-- Start SUPPLIED INFORMATION --
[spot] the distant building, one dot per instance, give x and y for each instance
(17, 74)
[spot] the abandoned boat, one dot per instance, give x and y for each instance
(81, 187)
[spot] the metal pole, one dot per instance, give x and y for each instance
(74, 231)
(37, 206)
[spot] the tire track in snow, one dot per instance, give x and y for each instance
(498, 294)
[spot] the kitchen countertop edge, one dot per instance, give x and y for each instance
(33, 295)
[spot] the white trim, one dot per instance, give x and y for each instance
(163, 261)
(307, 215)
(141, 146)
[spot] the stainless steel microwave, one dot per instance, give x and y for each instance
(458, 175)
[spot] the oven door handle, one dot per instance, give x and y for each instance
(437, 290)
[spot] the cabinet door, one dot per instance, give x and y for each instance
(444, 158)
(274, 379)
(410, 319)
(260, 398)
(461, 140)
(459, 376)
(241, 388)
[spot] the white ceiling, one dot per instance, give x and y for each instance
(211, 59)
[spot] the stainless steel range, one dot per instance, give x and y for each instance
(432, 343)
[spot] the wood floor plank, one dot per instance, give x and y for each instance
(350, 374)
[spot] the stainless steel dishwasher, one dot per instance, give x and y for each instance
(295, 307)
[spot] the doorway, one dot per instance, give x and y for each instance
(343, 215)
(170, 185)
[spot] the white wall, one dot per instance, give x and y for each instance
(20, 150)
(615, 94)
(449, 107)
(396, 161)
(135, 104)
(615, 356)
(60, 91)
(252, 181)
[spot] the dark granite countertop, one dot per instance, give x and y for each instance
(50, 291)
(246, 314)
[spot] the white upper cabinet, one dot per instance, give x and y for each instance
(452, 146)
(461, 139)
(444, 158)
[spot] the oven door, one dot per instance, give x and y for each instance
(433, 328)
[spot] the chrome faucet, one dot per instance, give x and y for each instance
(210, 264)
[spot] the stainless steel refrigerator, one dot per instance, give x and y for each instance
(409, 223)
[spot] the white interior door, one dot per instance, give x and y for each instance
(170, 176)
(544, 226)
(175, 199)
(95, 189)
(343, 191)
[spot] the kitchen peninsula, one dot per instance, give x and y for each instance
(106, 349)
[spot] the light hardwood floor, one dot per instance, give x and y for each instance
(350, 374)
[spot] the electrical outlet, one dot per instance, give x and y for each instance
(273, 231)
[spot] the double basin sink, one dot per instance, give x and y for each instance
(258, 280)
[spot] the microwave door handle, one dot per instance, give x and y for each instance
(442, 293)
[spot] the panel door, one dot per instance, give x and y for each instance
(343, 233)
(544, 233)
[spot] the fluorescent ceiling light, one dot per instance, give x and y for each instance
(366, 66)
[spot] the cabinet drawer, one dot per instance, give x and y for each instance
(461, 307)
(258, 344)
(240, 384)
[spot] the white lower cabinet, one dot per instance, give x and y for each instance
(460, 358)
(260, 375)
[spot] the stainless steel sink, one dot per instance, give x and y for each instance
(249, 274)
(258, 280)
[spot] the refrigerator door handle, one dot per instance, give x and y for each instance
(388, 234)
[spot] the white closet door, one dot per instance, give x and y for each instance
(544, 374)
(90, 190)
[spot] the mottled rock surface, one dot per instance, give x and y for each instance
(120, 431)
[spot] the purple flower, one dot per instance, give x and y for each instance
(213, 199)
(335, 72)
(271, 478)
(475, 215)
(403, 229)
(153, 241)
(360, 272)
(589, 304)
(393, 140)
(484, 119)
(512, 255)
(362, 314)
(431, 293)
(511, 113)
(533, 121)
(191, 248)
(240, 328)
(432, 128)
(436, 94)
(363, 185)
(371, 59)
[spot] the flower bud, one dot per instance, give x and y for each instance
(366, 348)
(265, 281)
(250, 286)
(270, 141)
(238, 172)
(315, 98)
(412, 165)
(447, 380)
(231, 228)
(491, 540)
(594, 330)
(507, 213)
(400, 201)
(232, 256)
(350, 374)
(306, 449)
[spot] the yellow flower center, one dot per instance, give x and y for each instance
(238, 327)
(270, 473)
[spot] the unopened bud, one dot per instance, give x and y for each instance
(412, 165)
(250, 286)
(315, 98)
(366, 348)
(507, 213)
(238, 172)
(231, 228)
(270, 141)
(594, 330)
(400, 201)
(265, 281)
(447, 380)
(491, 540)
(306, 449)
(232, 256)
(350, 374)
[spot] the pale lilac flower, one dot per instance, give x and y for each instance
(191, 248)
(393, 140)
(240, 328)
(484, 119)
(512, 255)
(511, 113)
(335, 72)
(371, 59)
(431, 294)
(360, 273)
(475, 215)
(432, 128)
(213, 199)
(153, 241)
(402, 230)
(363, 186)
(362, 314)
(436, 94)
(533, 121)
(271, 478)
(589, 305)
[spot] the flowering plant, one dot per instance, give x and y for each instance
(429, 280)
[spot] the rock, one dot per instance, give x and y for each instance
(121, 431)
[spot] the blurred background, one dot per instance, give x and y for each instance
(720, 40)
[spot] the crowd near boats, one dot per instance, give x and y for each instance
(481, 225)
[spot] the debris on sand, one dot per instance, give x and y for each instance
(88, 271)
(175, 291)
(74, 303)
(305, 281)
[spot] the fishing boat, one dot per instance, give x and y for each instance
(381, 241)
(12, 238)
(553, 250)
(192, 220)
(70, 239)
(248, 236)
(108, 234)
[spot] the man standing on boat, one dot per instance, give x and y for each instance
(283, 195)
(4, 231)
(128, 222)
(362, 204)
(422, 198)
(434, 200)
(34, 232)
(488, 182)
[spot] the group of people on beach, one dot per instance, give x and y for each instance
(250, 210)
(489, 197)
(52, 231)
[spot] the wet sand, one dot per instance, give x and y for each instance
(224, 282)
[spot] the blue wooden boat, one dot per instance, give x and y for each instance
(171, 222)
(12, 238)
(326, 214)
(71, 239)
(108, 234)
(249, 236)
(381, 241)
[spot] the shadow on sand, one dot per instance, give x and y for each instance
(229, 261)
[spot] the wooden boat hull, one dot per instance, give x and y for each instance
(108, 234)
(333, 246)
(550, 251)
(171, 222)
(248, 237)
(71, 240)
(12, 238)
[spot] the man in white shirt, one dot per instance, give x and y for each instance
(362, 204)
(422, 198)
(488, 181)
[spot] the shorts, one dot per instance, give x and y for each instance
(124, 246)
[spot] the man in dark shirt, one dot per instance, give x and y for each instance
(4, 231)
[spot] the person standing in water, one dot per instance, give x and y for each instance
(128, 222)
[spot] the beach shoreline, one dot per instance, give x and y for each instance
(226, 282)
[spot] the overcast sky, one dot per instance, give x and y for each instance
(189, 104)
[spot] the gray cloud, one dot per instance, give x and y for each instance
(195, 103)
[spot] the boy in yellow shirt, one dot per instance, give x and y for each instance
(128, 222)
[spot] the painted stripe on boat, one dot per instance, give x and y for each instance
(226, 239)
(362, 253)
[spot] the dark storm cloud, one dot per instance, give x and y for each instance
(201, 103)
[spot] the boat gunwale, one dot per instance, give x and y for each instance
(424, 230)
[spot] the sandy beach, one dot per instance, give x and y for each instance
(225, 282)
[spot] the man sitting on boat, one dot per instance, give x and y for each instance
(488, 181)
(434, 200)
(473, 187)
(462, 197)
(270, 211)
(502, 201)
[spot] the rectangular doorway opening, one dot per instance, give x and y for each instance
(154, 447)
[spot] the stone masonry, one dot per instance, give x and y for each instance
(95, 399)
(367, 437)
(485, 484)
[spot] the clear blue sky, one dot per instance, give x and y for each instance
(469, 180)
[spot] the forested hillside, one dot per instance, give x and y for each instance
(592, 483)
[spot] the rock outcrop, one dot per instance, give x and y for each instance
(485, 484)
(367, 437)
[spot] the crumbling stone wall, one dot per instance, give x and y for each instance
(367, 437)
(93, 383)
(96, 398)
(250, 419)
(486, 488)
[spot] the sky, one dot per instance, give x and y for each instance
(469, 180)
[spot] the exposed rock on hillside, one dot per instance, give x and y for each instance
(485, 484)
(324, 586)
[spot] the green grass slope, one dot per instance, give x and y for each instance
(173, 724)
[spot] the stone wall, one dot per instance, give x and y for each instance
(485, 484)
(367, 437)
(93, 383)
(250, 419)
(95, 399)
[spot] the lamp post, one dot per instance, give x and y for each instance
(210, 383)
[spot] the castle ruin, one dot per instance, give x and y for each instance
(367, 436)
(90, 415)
-- End SUPPLIED INFORMATION --
» **WHAT THE TASK REQUIRES**: Copy out exactly the lines from the line with "[spot] the stone masonry, one" to the end of the listing, including both of those lines, and give nothing else.

» **RESPONSE**:
[spot] the stone masonry, one dot per instance, give x and y for each instance
(95, 399)
(367, 437)
(485, 484)
[spot] the clear blue sky, one dot per instance, give x and y for each instance
(469, 180)
[spot] the forested hillside, one dot per instance, give x and y for each instance
(592, 483)
[spot] the rock outcrop, one dot per instance, give x and y for each instance
(485, 484)
(367, 437)
[spot] the crumbling stone wall, one dot per instance, give x and y for each instance
(367, 437)
(93, 383)
(96, 398)
(250, 419)
(486, 488)
[spot] the sky, one dot per instance, give x and y for each instance
(469, 180)
[spot] the exposed rock on hillside, one dot per instance, give x and y for each instance
(485, 484)
(324, 586)
[spot] the green grass slope, one dot per instance, give x and y for each instance
(173, 724)
[spot] the stone wall, one dot per instance, give x and y for each instance
(485, 484)
(367, 437)
(93, 383)
(250, 419)
(95, 399)
[spot] the lamp post, one dot per instance, give x and y for each instance
(210, 383)
[spot] the castle ruin, one dot per instance, give x and y for each instance
(367, 436)
(90, 415)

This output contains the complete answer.